### WHAT IS BEING ASKED
Output the records exactly as they appear, with no pictures included.

* * * * * * *

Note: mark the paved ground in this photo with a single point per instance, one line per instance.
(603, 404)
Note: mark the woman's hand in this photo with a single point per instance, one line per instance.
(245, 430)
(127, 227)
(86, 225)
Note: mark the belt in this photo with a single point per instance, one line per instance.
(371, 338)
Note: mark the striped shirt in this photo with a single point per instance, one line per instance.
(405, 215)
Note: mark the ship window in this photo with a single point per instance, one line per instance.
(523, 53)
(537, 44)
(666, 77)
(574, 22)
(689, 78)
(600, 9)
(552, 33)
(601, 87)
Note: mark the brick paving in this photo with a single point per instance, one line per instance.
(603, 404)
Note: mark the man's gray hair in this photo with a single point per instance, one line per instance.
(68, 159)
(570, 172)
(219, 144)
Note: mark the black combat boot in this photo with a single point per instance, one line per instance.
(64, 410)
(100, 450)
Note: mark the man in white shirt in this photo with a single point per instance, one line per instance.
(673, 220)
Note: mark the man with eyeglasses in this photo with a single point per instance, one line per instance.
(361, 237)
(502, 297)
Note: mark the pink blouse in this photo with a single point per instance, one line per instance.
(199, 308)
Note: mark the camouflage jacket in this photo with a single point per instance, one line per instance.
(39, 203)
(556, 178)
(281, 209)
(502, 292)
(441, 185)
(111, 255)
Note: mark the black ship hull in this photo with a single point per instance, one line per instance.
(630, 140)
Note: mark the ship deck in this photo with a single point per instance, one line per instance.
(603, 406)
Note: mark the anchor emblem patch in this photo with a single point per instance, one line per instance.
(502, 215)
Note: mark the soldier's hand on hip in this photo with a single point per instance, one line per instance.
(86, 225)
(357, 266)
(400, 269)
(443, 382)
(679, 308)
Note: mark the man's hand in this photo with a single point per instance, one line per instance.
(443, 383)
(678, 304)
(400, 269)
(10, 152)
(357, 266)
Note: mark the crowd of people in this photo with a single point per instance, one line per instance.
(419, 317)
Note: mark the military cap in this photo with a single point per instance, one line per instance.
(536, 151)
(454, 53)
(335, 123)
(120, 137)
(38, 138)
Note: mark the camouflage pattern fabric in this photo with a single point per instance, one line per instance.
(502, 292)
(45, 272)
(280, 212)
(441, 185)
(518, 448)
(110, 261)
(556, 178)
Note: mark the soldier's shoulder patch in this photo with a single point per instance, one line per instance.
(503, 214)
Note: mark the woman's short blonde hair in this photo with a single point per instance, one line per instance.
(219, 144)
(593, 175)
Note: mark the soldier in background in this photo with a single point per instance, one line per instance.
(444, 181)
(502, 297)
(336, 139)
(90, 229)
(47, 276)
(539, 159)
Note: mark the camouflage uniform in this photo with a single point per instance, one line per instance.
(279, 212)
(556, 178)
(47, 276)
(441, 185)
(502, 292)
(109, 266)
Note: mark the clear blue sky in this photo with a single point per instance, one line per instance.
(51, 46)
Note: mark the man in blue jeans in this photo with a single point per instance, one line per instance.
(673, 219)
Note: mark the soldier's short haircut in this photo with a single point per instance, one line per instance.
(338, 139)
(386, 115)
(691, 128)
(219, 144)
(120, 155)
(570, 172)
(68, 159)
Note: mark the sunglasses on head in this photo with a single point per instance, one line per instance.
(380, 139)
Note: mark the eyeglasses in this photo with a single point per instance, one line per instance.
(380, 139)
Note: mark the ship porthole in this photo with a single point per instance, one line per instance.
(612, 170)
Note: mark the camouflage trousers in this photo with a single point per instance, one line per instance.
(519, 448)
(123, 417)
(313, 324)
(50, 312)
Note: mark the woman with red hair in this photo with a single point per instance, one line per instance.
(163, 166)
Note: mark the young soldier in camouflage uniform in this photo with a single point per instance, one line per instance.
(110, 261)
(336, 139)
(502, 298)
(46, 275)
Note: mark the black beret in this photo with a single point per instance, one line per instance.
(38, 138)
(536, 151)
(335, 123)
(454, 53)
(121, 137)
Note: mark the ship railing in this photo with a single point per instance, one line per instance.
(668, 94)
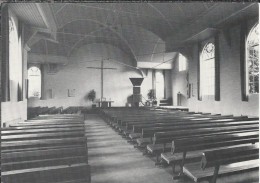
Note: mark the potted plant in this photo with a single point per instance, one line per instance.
(151, 96)
(92, 96)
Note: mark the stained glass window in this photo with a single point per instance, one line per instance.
(34, 78)
(182, 63)
(253, 60)
(207, 69)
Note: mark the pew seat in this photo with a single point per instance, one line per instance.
(158, 148)
(142, 142)
(133, 136)
(52, 174)
(224, 161)
(193, 170)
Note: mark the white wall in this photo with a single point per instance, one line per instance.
(75, 75)
(179, 84)
(13, 111)
(230, 84)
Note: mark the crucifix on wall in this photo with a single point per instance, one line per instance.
(102, 68)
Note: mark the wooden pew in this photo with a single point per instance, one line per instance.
(162, 140)
(43, 158)
(53, 174)
(34, 136)
(148, 133)
(13, 131)
(215, 163)
(52, 154)
(190, 148)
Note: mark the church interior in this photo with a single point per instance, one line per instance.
(129, 92)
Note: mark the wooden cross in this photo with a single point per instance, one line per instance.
(102, 75)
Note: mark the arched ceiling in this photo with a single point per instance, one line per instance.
(141, 30)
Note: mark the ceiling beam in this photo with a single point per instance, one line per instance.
(48, 18)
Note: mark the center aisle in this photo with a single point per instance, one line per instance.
(113, 160)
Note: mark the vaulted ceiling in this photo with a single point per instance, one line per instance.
(141, 30)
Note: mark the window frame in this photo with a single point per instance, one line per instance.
(209, 94)
(40, 89)
(247, 82)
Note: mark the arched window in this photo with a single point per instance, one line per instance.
(160, 85)
(207, 70)
(252, 60)
(182, 62)
(34, 79)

* * * * * * *

### RESULT OF THE EXERCISE
Note: mark the paved ground in this photo with a single point per instance, one line per instance.
(603, 404)
Note: mark the woman's hand in this photo with a single point per instance, one line per instance.
(245, 430)
(127, 227)
(86, 225)
Note: mark the belt in this photo with a single point per instance, one line per instance.
(371, 338)
Note: mark the striped shirt in this photo with a single point per instance, one line per instance.
(405, 215)
Note: mark the ship window in this photo with a single point per instance, one line per instance.
(523, 53)
(537, 44)
(666, 77)
(574, 22)
(689, 78)
(600, 9)
(552, 33)
(601, 87)
Note: mark the brick paving in this photo with a single point per instance, one line per instance.
(603, 404)
Note: mark the man's gray hair in this photo with a single point per instance, one line per instance.
(68, 159)
(570, 172)
(219, 144)
Note: mark the black combat boot in this photo with a single point per instance, one line per instance.
(64, 410)
(100, 450)
Note: mark the man in white shirt in this photo with a single point per instance, one line per instance.
(673, 220)
Note: mark the man with eyeglasses in this photo with a single point per instance, one line per instance.
(361, 237)
(502, 297)
Note: mark the pink blouse in this photo with a single point per instance, one line per instance.
(199, 308)
Note: mark the camouflage jacket in this photo with a single point per instance, one line per instance.
(39, 203)
(556, 178)
(281, 209)
(502, 292)
(441, 185)
(111, 255)
Note: mark the black ship hull in this photo with a single point per instance, one line per instance.
(630, 140)
Note: mark the ship deck in this photo with a single point per instance, one line per instance.
(603, 406)
Note: mark the anchor emblem patch in this photo with a single point per instance, one line per instance.
(502, 215)
Note: mark the soldier's hand on hip in this photo with a single point per instance, one line per instance.
(86, 225)
(357, 266)
(400, 269)
(443, 382)
(679, 308)
Note: mark the man's hand in this photo with a single point per instance, one line per instance.
(443, 383)
(678, 304)
(400, 269)
(10, 152)
(357, 266)
Note: mark the crowd of people in this photo with a single point per instance, one line per instance.
(419, 317)
Note: mark the military cap in this photo with a single point per instance, one line per instance.
(536, 151)
(454, 53)
(335, 123)
(120, 137)
(38, 138)
Note: mark the camouflage pattern fabric in this photo with a single point per instance, one line per instance.
(502, 292)
(45, 272)
(280, 212)
(441, 185)
(518, 448)
(110, 261)
(556, 178)
Note: mark the soldier's shoulder patch in this photo with a single point per instance, one line per instance.
(503, 214)
Note: mark the woman's short blonde hair in this photo with a single point per instance, one line per instance.
(219, 144)
(593, 175)
Note: mark the soldier in background in this photo with a single point per instance, one line per instance.
(444, 181)
(502, 297)
(336, 139)
(90, 229)
(47, 276)
(539, 159)
Note: mark the camouflage uniform in this photo with a single point per instance, one line per instance.
(279, 212)
(556, 178)
(47, 276)
(441, 185)
(502, 292)
(109, 266)
Note: mark the clear blue sky in this photo with a single point per instance, one line per instance.
(51, 46)
Note: mark the man in blue jeans in this photo with a single point per instance, one line per instance.
(673, 219)
Note: mark the soldier's short haircut in this photo with a single point per instance, one line per instance.
(338, 139)
(386, 115)
(691, 128)
(219, 144)
(120, 155)
(570, 172)
(68, 159)
Note: mark the sunglasses on head in this photo with a single point per instance, one line per instance.
(380, 139)
Note: mark the eyeglasses in this photo with a single point per instance, one line per instance.
(380, 139)
Note: mark the ship porthole in this photo with a single point per instance, one line per instance.
(612, 170)
Note: mark the camouflage trousers in this photo with a single point per instance, one line per instance.
(519, 448)
(123, 417)
(313, 324)
(50, 312)
Note: mark the woman with red hair in this photo with a single point per instance, one line per instance.
(163, 166)
Note: mark the young soldier in camouflage uniform in this photo with a single point per instance, one line per instance.
(110, 261)
(336, 139)
(502, 298)
(46, 275)
Note: mark the black beret in this photo with a single point per instance, one line per instance.
(38, 138)
(536, 151)
(335, 123)
(454, 53)
(121, 137)
Note: mark the ship railing in this photo with a single point per instance, one line per instance.
(668, 94)
Note: mark the potted plant in this photo with a single point per instance, one line per instance.
(151, 96)
(92, 96)
Note: mark the stained glass window in this photo with a single point per instance, one line per instance.
(34, 78)
(182, 63)
(253, 60)
(207, 69)
Note: mark the pew seat in this photo with a single point per instance, one line per instance.
(158, 148)
(142, 142)
(133, 136)
(52, 174)
(224, 161)
(193, 170)
Note: mark the white wall in this photo with a single point per instance, one line per instance.
(75, 75)
(179, 84)
(13, 111)
(230, 84)
Note: mark the crucifix on wall in this photo with a single point per instance, one line per instance.
(102, 68)
Note: mark the wooden pew in this photo with a single point per instance, one line per instance.
(162, 140)
(43, 158)
(53, 174)
(34, 136)
(148, 133)
(13, 131)
(215, 163)
(52, 154)
(190, 148)
Note: mark the church interior in this photo with a single point per instance, one line per instance.
(129, 92)
Note: mark the wooden cross in this photo with a single point per instance, one line per instance.
(102, 75)
Note: mark the arched ceiling in this photo with a single point per instance, one line per instance.
(141, 30)
Note: mark the ceiling beam in this photo with a single point per instance, one line per instance.
(48, 18)
Note: mark the center aisle in this photo with a single point per instance, one line per instance.
(113, 160)
Note: mark the vaulted ceiling in this photo with a single point per instance, one line per instance.
(141, 30)
Note: mark the window frame in this photo with a single point per instance, one line per instance.
(209, 94)
(40, 89)
(247, 82)
Note: mark the arched window in this photo with a single point per instance, one line per instance.
(160, 85)
(207, 70)
(252, 60)
(182, 62)
(34, 79)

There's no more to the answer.